BRIEF:
Type out each entry exactly as it appears, but keep every image out.
Top of STUDY MATERIAL
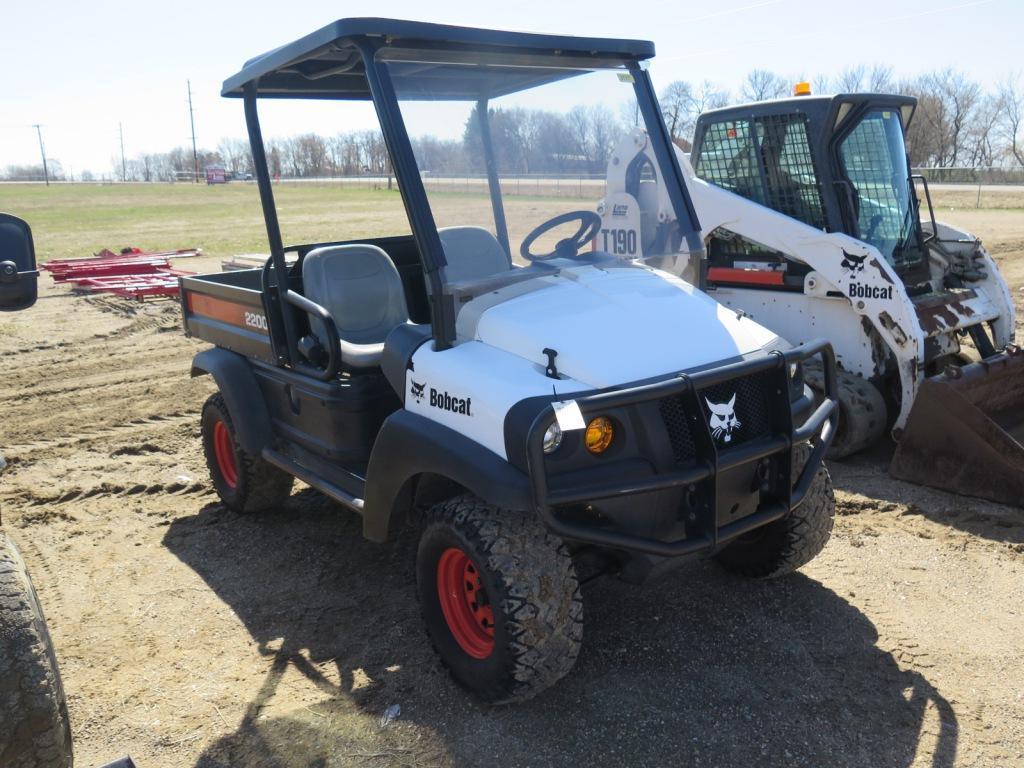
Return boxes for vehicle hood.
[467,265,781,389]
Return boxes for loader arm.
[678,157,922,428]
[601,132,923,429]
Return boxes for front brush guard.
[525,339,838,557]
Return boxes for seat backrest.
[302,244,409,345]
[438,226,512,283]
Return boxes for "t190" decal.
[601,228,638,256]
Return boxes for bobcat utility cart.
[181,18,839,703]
Bottom of STUDY MATERIAL
OUTPUT OF THE TASK:
Return boxes for vehicle hood.
[467,265,781,389]
Return boxes for loader arm.
[678,157,922,428]
[601,132,923,429]
Return boxes for front brush guard.
[525,339,838,557]
Return boxes for seat backrest.
[302,244,409,345]
[438,226,512,283]
Return boxes for "t190" decal.
[601,228,638,256]
Return boxes for bobcat utility cart.
[181,18,839,703]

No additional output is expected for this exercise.